== INSTRUCTIONS ==
1. In the article on the French consulting market, write out the passage that begins at the words "The analysts found" and stops after the words "analyst at Source.".
2. Answer these questions using the article on the French consulting market:
(a) What share of the global consulting industry does France hold?
(b) By what percentage did consulting to the financial services sector grow in 2015?
(c) How much did consulting to the Public Sector grow, and to what value?
3. Carry on the article about the French management consulting market, starting after its final paragraph.

== SUPPLIED TEXT ==
** Start **

French management consulting market grows 3.6% to 4.1 billion

03 May 2016

Large French consulting firms have seen their performance improve over the past 12 months, growing their combined revenues by 3.6%, marking their best year of growth since the start of the global financial crisis. The French management consulting industry is now valued at €4.1 billion, up from €4.0 billion last year.

Between 2009 and 2012 revenues in the French consulting industry contracted year on year, lowering fee income to between €3.8 and €3.9 billion in 2013, according to data from analyst firm Source Global Research (Source). Since, France’s advisory landscape has returned to growth. In 2014 the market grew by 2.4%, and latest data reveals that French consulting firms have been able to accelerate their momentum in 2015, hitting a growth rate of 3.6%. As it stands, the French consulting market is worth €4.1 billion, which sees the nation hold a 3.4% share of the global consulting industry.

Much of the industry’s growth can be attributed to the financial services sector, which makes up more than a quarter of the entire French consulting market and grew by 6.4% to €1.2 billion in 2015. Regulation was a big driver of demand, but the real game-changer was that many organisations embarked upon far-reaching transformation, requiring the support of armies of consultants. “We have seen a lot of major transformation programmes starting up. They had gone off the radar as a result of the financial crisis and are now starting to reappear”, comments Bernard Desprez, Managing Director at Kurt Salmon.

The analysts found that several other industries also had a good year. Consulting to the Manufacturing (€694 million), Healthcare (€122 million), and Retail (€322 million) industries all grew more than 5%. The Public Sector, however, struggled, registering just 0.1% growth to €374 million. “After years of cost cutting and redundancies, many French organisations began to invest in projects that required consultants”, says Alison Huntington, an analyst at Source.

Although the market grew overall, French management consulting firms faced mixed fortunes. Firms with a pure domestic focus found generating higher revenues more challenging than their international oriented counterparts. “Domestic demand did pick up somewhat during the year, but consulting to multinational clients on internationally-focused projects is where the growth and excitement are happening”, reflects Huntington. Firms that are able to match clients’ international footprint while also providing a broad range of skills, such as the larger strategy consultancies, the Big Four and functional specialists, have performed well financially, while particularly mid-sized firms have found it harder to get in on the action. Huntington: “Generally, the larger global firms and those with in-demand specialisms are bullish, while those in the middle talk of hoping for a stable market.”

** End **

== MATERIAL PROVIDED ==
** Start **

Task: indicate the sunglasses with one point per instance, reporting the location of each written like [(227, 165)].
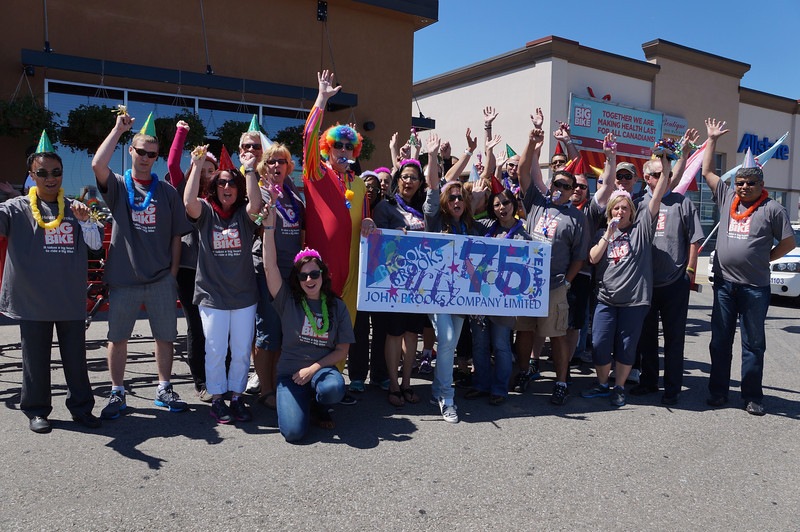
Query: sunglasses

** End **

== RESULTS OF THE EXERCISE ==
1.
The analysts found that several other industries also had a good year. Consulting to the Manufacturing (€694 million), Healthcare (€122 million), and Retail (€322 million) industries all grew more than 5%. The Public Sector, however, struggled, registering just 0.1% growth to €374 million. “After years of cost cutting and redundancies, many French organisations began to invest in projects that required consultants”, says Alison Huntington, an analyst at Source.

2.
(a) 3.4%
(b) 6.4%, to €1.2 billion
(c) 0.1%, to €374 million

3.
The fortunes of these mid-sized firms – many considered too big to be specialist but not big enough to compete with global firms – are according to Source a major talking point in the French advisory landscape. A large share are in the process of reassessing their strategies and positioning to keep afloat, while others have agreed to merge with industry peers to bolster their scale. Data from Equiteq reveals that the French consulting industry saw 116 major deals (deals with a value of $20+ million) last year – a third of the number of deals in the UK but twice the volume noted in Germany – of which nearly 80% of deals involved a pure domestic transaction. In comparison, more than 40% of acquisitions of consultancies in the Netherlands and the Nordics are completed by ‘foreign’ players. Examples of recent deals in the French landscape include PwC’s purchase of SMG Group (50 consultants), Solucom’s pick up of Kurt Salmon (excluding Kurt Salmon’s retail and consumer goods units) and the merger between Trexia Consulting and 7M Consulting. 

Yet, some mid-sized French consulting firms consciously shun the above strategies and prefer to opt for a defensive strategy, states Didier Taupin, Managing Partner Consulting at Deloitte. “Lots of mid-sized firms are trying to protect themselves by refusing to grow, refusing to take any risks, and even downsizing.” In other words, they may see the sharks circling but simply don’t want to merge, preferring to adopt a survivalist strategy in the hope that the approach will see them through the dark days, building on the hope that the better times will come sooner than later.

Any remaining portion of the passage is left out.